[Collected data entries]
==========

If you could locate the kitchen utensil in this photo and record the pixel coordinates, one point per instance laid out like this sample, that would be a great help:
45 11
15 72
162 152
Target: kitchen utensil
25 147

==========

## TASK BRIEF
Render every line of the items above as a numbered list, omitting any blank lines.

## EXERCISE ANSWER
1. If you could locate the kitchen utensil in this photo and record the pixel coordinates, one point per instance laid out like this sample, that would be a great help:
2. 45 11
3. 15 72
4. 162 152
5. Target: kitchen utensil
6. 25 147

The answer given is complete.